→ **EXERCISE PASSAGE**:
+--

India-headquartered Lupin wins its patent challenge against sanofi-aventis and its US co-marketing partner King Pharmaceuticals for their blood pressure drug Altace

India-headquartered generics company Lupin has won its patent challenge against French pharmaceutical company sanofi-aventis (S-A) and its US co-marketing partner King Pharmaceuticals for Altace (ramipril).

Altace, which controls blood pressure, racked up sales of USD 700m in the US region alone and is one of S-A and King's top-selling products.

A US federal appeals court ruled that the Altace patent for was invalid on grounds of being obvious. The court overturned a lower court ruling that Lupin had infringed the patent by seeking approval to market a generic version of the drug.

Lupin filed a generic drug application with the FDA under paragraph IV certification in March 2005. Normally, the approval process lasts 15 months, so Lupin is expecting generic manufacturing approval for ramipril in the very near future. It remains to be seen if Lupin will be awarded a 180-day exclusivity period though, as it was the second company to challenge the S-A patent.

Canada-based Cobalt was the first to challenge Altace. King filed a patent infringement case against Cobalt, with the two companies reaching an out-of-court settlement. Cobalt was granted non-exclusive rights to market a generic capsule formulation of ramipril, supplied by King.

The 11 September court decision was based on a recent ruling by US Supreme Court in a case between information technology firm KSR and Teleflex. In its judgement, the US Supreme court set out certain conditions for proving non-obviousness (one of the three conditions to the grant of a patent) in an innovation.

According to US legal experts, Lupin's ramapril case was the first time these rules were applied to pharmaceuticals. Consequently, more cases will be ruled in favour of generic companies, with a strong likelihood that recent judgements will also be reversed.

Similarly, Indian generics company Sun Pharmaceutical has received approval to market a generic version of Wyeth's antacid blockbuster drug Protonix (pantoprazole) in the US. Sun will benefit from a 180-day exclusivity period, shared with Israeli-headquartered generics giant Teva.

+--

→ **RECORDED INFORMATION**:
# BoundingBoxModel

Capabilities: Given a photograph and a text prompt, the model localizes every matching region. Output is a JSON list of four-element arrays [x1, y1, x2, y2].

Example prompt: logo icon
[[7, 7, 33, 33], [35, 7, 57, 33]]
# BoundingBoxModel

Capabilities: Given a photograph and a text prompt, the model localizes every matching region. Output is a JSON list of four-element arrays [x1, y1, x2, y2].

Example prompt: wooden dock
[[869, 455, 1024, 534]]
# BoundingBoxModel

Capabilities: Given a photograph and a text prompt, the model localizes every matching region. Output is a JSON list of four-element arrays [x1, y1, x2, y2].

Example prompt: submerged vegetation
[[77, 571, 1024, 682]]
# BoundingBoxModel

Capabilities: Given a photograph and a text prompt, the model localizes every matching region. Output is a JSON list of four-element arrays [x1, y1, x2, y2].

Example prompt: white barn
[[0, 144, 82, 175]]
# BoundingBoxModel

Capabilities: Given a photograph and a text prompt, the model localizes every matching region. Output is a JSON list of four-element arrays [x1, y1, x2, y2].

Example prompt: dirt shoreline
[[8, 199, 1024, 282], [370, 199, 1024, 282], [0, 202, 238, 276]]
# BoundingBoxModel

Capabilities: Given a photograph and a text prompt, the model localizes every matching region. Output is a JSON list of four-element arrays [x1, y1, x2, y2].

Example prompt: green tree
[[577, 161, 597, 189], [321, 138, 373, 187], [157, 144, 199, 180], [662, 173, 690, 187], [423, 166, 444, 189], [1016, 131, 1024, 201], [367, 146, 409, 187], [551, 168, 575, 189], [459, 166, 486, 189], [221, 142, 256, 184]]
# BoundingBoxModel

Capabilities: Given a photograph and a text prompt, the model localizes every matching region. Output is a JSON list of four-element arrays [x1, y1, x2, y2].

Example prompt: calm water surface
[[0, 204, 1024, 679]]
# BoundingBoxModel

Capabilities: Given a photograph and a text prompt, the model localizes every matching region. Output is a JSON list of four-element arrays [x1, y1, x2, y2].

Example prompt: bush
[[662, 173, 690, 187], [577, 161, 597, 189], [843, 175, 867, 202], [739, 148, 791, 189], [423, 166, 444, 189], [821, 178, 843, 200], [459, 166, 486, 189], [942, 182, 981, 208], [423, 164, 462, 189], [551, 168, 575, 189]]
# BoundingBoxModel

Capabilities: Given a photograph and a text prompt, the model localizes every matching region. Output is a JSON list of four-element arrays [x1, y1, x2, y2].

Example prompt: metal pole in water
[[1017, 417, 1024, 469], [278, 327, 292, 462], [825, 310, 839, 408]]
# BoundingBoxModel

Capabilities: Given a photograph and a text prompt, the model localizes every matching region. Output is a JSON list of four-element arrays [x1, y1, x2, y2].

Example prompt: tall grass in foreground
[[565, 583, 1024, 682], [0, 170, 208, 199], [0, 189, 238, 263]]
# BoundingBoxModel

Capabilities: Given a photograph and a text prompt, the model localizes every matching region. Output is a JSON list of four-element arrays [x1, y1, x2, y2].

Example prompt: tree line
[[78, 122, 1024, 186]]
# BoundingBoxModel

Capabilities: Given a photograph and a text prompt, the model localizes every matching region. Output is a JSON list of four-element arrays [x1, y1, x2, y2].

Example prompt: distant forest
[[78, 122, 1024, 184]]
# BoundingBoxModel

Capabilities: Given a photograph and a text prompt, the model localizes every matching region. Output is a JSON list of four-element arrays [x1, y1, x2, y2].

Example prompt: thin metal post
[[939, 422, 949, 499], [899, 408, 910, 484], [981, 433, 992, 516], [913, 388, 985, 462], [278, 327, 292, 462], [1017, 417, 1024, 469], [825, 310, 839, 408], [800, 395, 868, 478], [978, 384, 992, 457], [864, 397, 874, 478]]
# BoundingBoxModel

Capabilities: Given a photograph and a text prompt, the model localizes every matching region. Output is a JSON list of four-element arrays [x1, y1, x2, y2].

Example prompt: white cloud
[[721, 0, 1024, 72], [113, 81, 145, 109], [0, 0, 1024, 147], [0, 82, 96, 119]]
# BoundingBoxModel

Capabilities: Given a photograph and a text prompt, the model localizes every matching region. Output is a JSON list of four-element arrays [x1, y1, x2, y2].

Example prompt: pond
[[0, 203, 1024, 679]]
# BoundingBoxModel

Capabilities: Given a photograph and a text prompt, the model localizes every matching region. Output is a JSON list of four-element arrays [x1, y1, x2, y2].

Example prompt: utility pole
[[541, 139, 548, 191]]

+--

→ **PROBLEM SET**:
1. Please say whether each statement below agrees with the article on Lupin's Altace patent challenge, answering yes or no and quoting the deciding words. (a) Lupin filed its generic drug application with the FDA in March 2005. (b) Lupin was the first company to challenge the Altace patent. (c) Sun Pharmaceutical shares its 180-day exclusivity period with Teva.
2. According to the article on Lupin's Altace patent challenge, how much did Altace earn in sales in the US region?

→ **ANSWERS TO THE EXERCISE**:
1.
(a) Yes: "Lupin filed a generic drug application with the FDA under paragraph IV certification in March 2005."
(b) No: "Canada-based Cobalt was the first to challenge Altace."
(c) Yes: "Sun will benefit from a 180-day exclusivity period, shared with Israeli-headquartered generics giant Teva."

2. Altace earned USD 700m in the US region.